+++ SUPPLIED RECORDS
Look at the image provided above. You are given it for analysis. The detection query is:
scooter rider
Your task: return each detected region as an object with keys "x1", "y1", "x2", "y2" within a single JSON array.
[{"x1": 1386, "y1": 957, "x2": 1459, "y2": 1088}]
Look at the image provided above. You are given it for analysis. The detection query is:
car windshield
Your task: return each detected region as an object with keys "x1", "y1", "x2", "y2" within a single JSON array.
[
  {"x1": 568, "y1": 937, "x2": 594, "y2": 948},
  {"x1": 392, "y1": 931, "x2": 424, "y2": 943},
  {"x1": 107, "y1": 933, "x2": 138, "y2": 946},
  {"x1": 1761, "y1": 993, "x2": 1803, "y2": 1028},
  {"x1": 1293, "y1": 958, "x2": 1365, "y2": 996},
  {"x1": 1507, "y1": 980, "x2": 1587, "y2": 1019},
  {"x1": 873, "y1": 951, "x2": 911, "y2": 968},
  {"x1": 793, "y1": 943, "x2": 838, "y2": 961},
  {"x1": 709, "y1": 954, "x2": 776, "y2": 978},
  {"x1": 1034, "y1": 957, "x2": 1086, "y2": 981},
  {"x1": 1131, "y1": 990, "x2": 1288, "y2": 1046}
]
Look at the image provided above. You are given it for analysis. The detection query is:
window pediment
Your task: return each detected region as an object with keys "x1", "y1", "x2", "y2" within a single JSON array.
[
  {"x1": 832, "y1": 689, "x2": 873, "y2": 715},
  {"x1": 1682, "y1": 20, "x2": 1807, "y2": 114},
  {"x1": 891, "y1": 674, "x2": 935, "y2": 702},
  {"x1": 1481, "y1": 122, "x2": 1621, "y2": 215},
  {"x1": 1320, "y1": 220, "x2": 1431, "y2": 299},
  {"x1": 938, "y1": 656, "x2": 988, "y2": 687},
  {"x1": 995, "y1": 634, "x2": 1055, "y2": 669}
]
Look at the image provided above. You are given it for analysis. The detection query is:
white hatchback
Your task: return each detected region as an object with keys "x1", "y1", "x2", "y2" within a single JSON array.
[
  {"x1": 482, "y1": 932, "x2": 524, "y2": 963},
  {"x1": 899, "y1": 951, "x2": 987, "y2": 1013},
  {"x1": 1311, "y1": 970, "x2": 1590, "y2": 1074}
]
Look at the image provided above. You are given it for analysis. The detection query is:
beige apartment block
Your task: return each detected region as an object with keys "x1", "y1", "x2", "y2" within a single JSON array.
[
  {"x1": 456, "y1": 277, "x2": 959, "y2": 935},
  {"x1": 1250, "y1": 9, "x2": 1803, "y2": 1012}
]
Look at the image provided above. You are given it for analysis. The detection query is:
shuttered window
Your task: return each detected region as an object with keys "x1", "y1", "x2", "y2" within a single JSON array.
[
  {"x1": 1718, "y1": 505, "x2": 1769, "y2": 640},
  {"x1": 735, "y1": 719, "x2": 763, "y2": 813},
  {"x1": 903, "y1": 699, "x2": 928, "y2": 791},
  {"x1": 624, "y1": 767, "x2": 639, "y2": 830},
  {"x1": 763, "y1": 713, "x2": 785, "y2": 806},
++++++
- _WHAT TO DO_
Exactly as written, copy out all the entries above.

- _ANSWER FOR THE TASK_
Look at the image provided above. You are given it for analysis. The detection query is:
scooter rider
Your task: return each detected region as an object with keys "x1", "y1", "x2", "y2" within a single JSON array.
[{"x1": 1386, "y1": 957, "x2": 1459, "y2": 1088}]
Look at the image provided above. You are given it for analysis. The detection query is:
car windshield
Your task: return each detected region as an object with keys "x1", "y1", "x2", "y2" within a single JSON array.
[
  {"x1": 568, "y1": 937, "x2": 594, "y2": 948},
  {"x1": 392, "y1": 931, "x2": 424, "y2": 943},
  {"x1": 107, "y1": 933, "x2": 138, "y2": 946},
  {"x1": 1761, "y1": 993, "x2": 1803, "y2": 1028},
  {"x1": 1293, "y1": 958, "x2": 1365, "y2": 996},
  {"x1": 1507, "y1": 980, "x2": 1587, "y2": 1019},
  {"x1": 873, "y1": 951, "x2": 911, "y2": 968},
  {"x1": 793, "y1": 943, "x2": 838, "y2": 961},
  {"x1": 709, "y1": 954, "x2": 776, "y2": 978},
  {"x1": 1034, "y1": 957, "x2": 1086, "y2": 981},
  {"x1": 1131, "y1": 990, "x2": 1288, "y2": 1046}
]
Look at the image provided above. You are given it for analysis. The detection query is:
window pediment
Your task: return each detected region as an object with keys "x1", "y1", "x2", "y2" within a single JSON array.
[
  {"x1": 832, "y1": 689, "x2": 873, "y2": 715},
  {"x1": 1682, "y1": 20, "x2": 1807, "y2": 114},
  {"x1": 891, "y1": 674, "x2": 935, "y2": 702},
  {"x1": 1481, "y1": 122, "x2": 1621, "y2": 215},
  {"x1": 1320, "y1": 220, "x2": 1431, "y2": 299},
  {"x1": 938, "y1": 656, "x2": 988, "y2": 687},
  {"x1": 995, "y1": 634, "x2": 1055, "y2": 669}
]
Look at the image provided above. You are given it for analysis. The detection query is:
white hatchback
Your task: return each detected region as an object with keys "x1", "y1", "x2", "y2" within a single JSON array.
[
  {"x1": 482, "y1": 932, "x2": 524, "y2": 963},
  {"x1": 899, "y1": 951, "x2": 987, "y2": 1013},
  {"x1": 1311, "y1": 970, "x2": 1590, "y2": 1074}
]
Look at the image provided above. You are given it for analysis. The detection query is:
beige apartment block
Your task: return each detected region as an object with keys "x1", "y1", "x2", "y2" within a single JSON array.
[
  {"x1": 456, "y1": 277, "x2": 959, "y2": 935},
  {"x1": 1250, "y1": 9, "x2": 1803, "y2": 1012}
]
Look at the image provided above. You are given it for analysis. The detection query is:
shuttered window
Your task: return each detected region as an object with keys "x1", "y1", "x2", "y2" within a single JSON array.
[
  {"x1": 1718, "y1": 505, "x2": 1769, "y2": 640},
  {"x1": 735, "y1": 719, "x2": 763, "y2": 813},
  {"x1": 903, "y1": 699, "x2": 928, "y2": 791},
  {"x1": 624, "y1": 767, "x2": 639, "y2": 830},
  {"x1": 763, "y1": 713, "x2": 785, "y2": 806},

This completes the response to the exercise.